(What is expected): Look through the records, and wherever the string "below" turns up, copy out that line.

(Stored items from a collection):
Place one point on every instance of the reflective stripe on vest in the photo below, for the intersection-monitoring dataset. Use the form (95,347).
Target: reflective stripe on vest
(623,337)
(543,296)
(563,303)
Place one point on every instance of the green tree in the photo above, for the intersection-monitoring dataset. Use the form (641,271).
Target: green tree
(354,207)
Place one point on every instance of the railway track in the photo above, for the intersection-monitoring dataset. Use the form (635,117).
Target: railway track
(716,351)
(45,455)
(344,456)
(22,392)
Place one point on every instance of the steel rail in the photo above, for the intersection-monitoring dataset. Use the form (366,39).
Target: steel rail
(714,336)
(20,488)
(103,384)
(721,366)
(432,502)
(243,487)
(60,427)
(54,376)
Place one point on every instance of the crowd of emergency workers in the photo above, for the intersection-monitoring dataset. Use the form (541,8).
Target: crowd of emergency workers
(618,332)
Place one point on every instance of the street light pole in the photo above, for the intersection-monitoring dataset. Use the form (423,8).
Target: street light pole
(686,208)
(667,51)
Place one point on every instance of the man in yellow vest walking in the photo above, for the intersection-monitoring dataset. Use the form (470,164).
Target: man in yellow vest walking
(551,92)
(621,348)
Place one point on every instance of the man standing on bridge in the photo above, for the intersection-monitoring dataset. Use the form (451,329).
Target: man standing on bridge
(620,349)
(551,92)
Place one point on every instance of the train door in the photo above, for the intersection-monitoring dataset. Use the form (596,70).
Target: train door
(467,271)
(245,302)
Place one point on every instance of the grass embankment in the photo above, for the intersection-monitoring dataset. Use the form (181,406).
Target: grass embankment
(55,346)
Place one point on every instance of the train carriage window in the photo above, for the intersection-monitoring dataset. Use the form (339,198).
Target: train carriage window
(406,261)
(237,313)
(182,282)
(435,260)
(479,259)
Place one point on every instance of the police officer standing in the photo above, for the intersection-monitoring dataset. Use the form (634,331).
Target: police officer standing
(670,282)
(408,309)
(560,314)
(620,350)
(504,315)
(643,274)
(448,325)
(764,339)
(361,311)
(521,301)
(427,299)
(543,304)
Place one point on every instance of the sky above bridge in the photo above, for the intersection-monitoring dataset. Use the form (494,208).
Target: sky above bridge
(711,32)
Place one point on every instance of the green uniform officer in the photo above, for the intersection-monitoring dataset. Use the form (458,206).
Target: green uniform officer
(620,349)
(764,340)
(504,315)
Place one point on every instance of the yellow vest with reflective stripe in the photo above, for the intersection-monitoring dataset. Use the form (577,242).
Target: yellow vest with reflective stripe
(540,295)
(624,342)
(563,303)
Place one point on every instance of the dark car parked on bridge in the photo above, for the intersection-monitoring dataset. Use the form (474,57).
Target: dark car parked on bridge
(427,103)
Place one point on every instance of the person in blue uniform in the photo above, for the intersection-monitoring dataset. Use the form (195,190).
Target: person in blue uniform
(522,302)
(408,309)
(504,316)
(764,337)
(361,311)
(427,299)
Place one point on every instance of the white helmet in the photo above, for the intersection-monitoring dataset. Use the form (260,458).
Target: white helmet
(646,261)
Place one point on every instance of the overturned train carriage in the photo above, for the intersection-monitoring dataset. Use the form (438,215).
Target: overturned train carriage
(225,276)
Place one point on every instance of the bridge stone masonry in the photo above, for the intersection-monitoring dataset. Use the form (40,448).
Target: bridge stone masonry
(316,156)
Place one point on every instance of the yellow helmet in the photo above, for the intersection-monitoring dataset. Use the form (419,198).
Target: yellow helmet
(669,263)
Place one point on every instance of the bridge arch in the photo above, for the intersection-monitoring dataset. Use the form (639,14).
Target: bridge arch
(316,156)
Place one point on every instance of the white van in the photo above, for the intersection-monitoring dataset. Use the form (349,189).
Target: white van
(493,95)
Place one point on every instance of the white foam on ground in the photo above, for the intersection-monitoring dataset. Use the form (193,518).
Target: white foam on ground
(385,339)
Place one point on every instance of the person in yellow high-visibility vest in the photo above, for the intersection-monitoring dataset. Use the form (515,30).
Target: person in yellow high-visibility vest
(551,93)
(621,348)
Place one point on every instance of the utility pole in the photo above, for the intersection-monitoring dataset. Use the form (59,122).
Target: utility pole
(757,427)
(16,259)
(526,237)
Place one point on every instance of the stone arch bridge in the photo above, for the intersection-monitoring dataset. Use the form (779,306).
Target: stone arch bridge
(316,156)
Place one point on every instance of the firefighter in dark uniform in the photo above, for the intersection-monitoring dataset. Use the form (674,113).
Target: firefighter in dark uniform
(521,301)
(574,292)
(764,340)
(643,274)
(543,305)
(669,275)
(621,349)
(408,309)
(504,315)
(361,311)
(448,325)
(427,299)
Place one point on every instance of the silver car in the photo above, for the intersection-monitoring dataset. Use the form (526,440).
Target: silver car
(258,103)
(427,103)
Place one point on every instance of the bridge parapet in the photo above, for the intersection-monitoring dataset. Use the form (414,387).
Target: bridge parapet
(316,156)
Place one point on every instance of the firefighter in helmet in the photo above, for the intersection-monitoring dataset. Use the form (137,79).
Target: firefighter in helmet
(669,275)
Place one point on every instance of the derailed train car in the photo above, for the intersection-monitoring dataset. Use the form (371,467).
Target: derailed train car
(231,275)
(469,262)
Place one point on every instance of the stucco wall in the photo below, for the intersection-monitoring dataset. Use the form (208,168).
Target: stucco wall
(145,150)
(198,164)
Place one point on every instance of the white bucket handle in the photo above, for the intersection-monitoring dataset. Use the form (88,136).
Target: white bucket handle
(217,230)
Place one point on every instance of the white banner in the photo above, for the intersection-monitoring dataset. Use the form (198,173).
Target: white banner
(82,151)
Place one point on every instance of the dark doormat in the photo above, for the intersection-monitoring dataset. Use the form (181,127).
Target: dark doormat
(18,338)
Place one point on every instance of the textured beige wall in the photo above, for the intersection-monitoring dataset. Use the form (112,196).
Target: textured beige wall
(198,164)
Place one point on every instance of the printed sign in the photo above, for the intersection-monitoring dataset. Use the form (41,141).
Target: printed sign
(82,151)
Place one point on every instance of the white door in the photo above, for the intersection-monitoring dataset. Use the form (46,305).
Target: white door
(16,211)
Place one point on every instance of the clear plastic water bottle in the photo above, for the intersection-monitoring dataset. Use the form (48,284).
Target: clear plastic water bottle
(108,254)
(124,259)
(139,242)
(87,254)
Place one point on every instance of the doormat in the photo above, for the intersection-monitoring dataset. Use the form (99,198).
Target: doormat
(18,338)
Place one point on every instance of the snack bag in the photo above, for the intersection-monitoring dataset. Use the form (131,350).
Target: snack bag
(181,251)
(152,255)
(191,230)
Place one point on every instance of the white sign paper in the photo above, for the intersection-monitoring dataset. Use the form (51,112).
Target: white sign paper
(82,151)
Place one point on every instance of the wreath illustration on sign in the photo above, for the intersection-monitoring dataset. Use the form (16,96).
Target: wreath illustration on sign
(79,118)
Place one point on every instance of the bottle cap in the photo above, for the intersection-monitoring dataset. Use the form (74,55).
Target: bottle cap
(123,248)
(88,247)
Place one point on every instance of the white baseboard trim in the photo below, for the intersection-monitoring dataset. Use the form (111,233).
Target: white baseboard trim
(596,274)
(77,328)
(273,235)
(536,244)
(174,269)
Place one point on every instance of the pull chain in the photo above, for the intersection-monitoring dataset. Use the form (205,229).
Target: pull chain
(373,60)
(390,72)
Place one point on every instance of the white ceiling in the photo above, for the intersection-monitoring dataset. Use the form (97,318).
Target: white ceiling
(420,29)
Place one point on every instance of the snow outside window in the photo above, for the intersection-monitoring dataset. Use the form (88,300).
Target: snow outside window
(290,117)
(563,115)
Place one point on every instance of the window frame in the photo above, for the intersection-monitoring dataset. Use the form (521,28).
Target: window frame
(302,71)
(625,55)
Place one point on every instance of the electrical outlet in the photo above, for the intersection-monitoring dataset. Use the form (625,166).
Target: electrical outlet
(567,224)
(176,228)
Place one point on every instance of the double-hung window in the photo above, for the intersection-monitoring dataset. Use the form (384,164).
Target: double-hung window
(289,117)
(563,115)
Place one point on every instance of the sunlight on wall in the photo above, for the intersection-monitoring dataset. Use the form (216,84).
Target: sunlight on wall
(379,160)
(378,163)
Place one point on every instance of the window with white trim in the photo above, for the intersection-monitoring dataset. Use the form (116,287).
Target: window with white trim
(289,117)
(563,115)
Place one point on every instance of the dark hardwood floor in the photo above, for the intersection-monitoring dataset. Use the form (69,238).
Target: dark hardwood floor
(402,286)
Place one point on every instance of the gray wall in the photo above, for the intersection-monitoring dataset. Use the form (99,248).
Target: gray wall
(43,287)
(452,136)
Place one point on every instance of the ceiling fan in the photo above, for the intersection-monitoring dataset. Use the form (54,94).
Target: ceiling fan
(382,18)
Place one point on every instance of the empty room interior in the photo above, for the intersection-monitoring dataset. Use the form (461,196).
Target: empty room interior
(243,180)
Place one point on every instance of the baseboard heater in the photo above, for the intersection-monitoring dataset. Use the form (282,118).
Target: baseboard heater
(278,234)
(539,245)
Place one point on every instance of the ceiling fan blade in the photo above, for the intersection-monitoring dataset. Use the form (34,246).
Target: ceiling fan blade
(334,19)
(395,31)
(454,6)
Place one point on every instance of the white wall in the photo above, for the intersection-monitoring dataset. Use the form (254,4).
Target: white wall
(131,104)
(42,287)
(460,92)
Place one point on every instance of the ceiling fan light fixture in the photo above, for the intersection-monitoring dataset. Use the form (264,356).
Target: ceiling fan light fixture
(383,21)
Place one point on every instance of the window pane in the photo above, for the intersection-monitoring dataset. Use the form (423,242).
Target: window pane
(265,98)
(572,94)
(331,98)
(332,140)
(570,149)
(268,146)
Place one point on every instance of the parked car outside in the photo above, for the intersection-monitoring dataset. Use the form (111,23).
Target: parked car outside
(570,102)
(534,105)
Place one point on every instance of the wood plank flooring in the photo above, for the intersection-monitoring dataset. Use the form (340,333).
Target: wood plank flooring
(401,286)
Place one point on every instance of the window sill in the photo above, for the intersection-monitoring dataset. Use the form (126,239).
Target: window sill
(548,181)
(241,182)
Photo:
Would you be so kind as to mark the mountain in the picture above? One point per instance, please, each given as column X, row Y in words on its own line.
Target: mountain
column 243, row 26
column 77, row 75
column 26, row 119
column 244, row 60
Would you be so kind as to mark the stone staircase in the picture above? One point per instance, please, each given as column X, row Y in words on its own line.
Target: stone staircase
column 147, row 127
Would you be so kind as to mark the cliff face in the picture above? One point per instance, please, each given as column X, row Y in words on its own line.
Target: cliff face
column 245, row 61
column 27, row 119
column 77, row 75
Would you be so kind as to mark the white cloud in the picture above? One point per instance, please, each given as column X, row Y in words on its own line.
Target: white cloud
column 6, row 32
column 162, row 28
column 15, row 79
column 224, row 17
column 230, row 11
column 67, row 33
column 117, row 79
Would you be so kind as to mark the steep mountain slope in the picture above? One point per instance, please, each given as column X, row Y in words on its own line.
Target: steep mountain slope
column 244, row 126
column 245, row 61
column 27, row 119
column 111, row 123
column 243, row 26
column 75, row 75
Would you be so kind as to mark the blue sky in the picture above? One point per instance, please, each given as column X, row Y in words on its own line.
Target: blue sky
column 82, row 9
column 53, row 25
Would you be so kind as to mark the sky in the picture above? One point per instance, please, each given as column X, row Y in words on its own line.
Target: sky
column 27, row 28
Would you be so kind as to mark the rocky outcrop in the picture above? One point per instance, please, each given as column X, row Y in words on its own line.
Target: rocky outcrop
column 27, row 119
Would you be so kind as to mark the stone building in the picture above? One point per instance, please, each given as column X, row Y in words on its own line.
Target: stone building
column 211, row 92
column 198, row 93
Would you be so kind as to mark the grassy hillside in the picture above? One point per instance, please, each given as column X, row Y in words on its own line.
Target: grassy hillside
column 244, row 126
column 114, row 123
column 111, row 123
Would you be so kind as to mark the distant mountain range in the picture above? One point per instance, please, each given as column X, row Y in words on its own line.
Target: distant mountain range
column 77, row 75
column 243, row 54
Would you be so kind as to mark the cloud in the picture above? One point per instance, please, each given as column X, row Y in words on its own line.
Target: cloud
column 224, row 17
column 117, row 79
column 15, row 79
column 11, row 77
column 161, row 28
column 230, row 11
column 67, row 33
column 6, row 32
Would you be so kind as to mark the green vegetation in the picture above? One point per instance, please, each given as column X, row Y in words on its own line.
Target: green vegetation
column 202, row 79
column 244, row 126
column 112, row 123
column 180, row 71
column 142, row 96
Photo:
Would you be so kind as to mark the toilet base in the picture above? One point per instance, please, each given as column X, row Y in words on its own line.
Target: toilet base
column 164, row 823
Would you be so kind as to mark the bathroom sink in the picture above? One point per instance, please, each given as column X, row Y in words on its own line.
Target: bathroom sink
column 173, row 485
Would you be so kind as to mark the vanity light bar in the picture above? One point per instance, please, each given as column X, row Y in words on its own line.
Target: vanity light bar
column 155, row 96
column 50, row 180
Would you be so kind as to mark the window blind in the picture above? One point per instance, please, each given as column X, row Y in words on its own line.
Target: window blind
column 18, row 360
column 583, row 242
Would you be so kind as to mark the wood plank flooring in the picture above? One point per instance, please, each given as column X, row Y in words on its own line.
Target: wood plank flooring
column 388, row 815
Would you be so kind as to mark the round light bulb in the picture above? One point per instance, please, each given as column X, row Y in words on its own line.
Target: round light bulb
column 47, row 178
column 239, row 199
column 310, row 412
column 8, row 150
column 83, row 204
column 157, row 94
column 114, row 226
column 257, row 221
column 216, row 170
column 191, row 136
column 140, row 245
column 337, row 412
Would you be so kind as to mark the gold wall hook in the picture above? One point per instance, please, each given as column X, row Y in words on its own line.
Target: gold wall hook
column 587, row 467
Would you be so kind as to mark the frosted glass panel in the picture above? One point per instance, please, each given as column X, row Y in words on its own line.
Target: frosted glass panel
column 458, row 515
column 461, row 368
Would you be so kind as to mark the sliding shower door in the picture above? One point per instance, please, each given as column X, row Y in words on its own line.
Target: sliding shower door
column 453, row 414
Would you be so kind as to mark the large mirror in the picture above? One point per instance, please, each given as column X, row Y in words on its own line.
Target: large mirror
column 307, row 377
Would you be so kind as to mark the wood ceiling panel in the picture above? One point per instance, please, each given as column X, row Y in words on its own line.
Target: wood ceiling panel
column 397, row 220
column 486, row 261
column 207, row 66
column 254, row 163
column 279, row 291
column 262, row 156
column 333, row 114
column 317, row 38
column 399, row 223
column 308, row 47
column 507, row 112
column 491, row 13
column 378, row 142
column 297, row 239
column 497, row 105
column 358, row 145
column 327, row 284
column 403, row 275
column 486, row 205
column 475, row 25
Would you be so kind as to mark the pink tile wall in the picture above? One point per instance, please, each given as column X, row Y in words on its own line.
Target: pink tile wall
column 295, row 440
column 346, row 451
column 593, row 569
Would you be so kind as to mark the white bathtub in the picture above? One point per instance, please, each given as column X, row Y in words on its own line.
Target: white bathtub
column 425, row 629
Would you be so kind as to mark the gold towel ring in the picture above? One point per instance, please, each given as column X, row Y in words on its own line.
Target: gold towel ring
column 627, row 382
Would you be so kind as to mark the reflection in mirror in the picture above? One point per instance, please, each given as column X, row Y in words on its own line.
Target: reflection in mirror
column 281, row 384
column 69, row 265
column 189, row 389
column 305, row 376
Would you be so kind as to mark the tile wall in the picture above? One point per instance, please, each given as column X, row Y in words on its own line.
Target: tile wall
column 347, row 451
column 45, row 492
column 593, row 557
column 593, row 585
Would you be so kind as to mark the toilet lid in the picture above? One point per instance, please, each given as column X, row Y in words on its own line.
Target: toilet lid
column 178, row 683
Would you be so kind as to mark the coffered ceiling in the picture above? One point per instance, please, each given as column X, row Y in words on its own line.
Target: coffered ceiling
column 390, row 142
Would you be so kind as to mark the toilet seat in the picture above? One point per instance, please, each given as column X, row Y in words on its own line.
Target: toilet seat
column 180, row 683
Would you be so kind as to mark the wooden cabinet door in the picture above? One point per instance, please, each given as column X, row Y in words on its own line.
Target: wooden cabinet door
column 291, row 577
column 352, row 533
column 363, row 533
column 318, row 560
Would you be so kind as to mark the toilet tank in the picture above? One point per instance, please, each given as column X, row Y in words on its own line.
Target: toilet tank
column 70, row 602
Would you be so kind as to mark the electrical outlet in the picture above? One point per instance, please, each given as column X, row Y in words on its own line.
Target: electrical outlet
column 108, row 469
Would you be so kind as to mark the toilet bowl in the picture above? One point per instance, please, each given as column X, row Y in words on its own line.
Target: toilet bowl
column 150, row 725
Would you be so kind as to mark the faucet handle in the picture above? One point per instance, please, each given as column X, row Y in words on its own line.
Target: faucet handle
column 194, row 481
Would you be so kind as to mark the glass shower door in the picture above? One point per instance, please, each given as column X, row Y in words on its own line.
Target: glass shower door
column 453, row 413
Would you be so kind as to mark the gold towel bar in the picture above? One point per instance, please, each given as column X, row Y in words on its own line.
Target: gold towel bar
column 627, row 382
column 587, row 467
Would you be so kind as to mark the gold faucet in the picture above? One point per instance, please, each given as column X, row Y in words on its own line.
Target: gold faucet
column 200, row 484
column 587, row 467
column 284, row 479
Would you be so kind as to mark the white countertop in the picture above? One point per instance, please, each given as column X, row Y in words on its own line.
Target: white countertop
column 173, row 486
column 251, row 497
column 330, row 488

(Expected answer):
Place one point on every instance of the reflective stripe on vest in the photo below, for the intersection-monitoring dataset. Use the form (95,347).
Place one point on every instance of the stucco wall in the photo below, for the intersection-monitoring dataset. Use the form (208,168).
Place one point on every instance of the white baseboard trim in the photo below, for the intersection-monitoring dataset. Use the form (111,233).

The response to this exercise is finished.